*** INFORMATION SHOWN

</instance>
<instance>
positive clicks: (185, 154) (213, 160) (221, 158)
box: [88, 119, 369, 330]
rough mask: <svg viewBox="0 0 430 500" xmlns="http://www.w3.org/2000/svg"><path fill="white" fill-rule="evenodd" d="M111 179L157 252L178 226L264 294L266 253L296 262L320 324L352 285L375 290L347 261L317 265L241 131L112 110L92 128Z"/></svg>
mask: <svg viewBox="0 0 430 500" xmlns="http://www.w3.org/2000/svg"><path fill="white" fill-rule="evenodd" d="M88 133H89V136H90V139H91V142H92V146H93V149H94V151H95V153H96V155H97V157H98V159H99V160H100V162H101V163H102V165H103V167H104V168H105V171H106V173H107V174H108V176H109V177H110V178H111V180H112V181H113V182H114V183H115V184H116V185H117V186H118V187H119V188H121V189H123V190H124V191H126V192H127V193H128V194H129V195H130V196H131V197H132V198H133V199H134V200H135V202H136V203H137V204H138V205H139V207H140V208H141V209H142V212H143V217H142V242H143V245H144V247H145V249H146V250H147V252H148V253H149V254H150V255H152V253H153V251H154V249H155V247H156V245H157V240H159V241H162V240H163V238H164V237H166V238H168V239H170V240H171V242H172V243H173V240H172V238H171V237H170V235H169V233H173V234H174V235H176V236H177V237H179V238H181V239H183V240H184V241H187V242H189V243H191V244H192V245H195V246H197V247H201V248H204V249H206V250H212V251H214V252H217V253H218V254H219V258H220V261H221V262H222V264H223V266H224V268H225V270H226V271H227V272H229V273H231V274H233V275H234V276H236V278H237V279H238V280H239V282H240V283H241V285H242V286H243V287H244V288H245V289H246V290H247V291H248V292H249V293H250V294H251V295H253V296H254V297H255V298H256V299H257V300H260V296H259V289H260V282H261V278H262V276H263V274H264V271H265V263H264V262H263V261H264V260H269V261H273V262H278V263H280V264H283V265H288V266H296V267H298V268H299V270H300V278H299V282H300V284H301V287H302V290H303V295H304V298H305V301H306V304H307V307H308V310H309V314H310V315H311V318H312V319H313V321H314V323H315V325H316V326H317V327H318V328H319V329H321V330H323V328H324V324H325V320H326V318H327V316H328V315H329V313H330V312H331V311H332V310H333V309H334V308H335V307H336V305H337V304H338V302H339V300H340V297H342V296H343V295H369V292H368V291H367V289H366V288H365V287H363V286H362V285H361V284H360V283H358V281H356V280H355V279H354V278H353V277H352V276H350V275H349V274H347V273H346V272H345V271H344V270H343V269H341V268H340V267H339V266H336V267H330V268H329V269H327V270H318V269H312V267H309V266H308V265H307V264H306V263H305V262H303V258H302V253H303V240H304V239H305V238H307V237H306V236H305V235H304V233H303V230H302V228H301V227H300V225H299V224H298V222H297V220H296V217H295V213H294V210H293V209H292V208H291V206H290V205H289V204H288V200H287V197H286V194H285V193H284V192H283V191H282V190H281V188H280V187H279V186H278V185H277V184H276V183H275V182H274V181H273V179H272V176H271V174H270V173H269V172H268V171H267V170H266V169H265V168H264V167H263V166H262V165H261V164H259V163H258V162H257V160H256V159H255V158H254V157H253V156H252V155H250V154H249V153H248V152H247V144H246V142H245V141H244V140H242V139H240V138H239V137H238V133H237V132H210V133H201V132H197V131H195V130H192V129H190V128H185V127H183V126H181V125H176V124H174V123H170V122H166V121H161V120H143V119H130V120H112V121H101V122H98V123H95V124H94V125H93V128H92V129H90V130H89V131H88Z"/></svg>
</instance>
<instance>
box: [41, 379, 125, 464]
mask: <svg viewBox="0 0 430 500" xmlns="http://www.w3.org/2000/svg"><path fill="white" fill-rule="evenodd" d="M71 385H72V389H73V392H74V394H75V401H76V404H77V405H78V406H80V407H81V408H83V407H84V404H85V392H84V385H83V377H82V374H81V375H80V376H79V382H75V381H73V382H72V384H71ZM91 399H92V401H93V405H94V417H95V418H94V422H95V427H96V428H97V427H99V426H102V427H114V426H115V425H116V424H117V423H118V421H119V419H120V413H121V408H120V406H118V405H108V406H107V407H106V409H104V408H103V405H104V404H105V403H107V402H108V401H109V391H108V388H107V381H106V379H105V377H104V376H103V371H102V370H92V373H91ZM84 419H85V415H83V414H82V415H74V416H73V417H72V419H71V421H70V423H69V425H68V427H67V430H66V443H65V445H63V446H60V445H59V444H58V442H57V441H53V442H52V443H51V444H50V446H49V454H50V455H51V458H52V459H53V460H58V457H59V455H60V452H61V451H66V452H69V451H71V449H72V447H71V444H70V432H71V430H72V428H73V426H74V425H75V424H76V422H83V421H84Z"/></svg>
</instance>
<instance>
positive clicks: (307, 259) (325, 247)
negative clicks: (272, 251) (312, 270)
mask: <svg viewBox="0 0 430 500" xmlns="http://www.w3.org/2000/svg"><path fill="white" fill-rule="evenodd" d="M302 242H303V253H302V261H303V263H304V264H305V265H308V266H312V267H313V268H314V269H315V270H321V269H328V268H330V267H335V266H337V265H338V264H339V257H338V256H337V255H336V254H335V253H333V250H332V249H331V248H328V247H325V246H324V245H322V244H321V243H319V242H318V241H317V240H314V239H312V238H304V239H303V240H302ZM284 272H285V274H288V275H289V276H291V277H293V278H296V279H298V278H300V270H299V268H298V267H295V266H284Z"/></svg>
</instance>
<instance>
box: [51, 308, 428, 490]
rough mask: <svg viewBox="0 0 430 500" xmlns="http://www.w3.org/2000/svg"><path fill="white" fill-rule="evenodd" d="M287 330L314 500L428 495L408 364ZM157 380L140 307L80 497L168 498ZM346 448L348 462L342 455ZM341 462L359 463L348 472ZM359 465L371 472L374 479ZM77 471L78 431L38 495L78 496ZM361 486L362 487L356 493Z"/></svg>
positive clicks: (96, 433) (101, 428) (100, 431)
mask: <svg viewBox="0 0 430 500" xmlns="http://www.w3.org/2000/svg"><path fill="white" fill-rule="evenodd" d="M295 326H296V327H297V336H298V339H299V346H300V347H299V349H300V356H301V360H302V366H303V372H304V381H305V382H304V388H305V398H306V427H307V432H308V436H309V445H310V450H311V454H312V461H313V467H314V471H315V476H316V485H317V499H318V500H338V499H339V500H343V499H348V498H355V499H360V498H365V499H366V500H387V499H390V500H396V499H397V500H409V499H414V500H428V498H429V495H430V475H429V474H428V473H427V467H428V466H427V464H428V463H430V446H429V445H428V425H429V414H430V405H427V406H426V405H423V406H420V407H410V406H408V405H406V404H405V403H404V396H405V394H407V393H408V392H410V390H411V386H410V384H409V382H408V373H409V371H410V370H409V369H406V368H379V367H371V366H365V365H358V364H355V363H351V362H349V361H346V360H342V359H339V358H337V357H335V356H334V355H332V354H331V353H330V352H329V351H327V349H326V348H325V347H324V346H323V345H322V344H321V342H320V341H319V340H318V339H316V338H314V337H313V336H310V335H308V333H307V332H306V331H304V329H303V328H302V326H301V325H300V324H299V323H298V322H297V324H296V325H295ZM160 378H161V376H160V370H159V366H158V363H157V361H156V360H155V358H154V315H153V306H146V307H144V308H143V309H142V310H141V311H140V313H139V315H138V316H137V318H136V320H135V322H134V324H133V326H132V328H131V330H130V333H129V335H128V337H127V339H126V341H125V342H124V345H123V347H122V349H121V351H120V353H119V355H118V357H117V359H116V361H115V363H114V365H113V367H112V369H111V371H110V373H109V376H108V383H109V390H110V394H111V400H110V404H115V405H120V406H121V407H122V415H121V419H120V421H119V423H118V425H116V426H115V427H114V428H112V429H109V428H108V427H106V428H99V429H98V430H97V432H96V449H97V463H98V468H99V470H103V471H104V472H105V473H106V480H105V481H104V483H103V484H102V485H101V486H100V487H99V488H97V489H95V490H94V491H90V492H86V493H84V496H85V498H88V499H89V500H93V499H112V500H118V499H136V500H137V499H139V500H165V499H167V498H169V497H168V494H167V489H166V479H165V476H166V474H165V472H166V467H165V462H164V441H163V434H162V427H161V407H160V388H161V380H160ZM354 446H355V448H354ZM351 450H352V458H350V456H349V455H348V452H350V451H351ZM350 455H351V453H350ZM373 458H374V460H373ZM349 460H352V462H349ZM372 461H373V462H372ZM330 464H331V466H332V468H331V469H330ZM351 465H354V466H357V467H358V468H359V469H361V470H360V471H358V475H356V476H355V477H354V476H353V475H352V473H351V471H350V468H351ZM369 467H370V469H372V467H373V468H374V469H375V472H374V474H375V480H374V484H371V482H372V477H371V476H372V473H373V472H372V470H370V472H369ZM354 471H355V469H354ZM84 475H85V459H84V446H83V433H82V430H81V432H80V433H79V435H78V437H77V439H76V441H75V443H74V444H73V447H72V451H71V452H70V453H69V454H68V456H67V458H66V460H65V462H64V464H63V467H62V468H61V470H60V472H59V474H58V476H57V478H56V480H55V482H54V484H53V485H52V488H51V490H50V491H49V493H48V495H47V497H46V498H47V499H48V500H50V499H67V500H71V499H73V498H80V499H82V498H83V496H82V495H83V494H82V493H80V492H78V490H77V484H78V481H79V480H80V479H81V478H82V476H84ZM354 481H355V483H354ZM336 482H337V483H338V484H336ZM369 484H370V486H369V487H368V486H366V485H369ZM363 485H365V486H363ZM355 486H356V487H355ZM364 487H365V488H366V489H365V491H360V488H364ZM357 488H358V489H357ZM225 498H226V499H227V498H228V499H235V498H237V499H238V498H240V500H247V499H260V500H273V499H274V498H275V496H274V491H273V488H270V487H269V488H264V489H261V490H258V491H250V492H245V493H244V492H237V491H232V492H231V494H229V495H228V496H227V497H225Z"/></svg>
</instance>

******

YOUR GOAL
Report every line in the records above that contains the string "positive", matching case exactly.

EXERCISE RESULT
positive clicks: (185, 154) (213, 160) (221, 158)
positive clicks: (307, 259) (325, 247)
positive clicks: (96, 433) (101, 428) (100, 431)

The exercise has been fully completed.